Count the lines in the records below that contain the string "chair", matching case exactly. Reply with the number alone.
## Begin
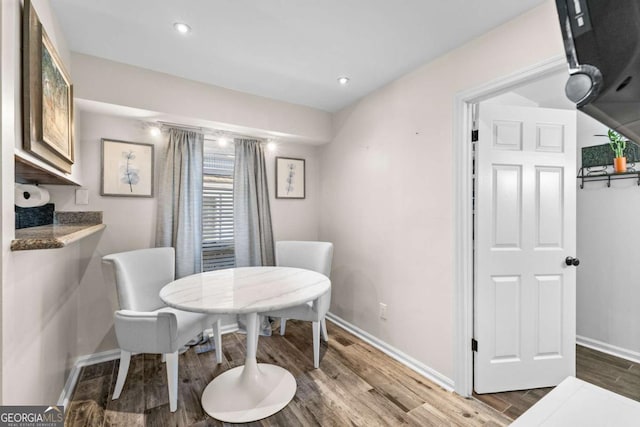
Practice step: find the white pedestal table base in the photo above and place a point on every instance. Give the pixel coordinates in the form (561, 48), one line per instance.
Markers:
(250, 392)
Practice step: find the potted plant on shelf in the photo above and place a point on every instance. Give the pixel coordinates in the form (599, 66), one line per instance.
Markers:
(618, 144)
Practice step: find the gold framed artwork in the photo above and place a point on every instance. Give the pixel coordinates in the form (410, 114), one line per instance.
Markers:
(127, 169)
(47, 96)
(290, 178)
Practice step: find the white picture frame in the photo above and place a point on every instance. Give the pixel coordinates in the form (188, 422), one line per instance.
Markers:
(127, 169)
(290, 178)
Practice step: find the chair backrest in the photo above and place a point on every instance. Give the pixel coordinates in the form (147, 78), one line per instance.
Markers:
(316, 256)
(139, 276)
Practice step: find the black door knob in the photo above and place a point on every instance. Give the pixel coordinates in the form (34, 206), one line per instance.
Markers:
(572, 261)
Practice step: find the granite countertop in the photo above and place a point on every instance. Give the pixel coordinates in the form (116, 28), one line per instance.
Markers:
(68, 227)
## End
## Begin
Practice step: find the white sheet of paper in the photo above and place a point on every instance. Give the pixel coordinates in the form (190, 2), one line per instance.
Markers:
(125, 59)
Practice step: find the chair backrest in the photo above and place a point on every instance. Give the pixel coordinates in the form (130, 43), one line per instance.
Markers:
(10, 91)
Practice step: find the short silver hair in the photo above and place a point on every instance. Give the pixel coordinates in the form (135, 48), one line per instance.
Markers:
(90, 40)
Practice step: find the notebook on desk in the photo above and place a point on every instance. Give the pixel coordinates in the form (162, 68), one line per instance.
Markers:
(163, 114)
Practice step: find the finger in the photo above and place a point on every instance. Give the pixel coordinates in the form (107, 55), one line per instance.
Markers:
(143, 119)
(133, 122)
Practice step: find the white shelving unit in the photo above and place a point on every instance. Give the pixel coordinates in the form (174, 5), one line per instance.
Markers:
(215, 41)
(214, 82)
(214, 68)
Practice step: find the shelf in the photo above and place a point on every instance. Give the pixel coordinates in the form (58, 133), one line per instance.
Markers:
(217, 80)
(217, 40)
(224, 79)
## End
§ **RIGHT ANSWER**
2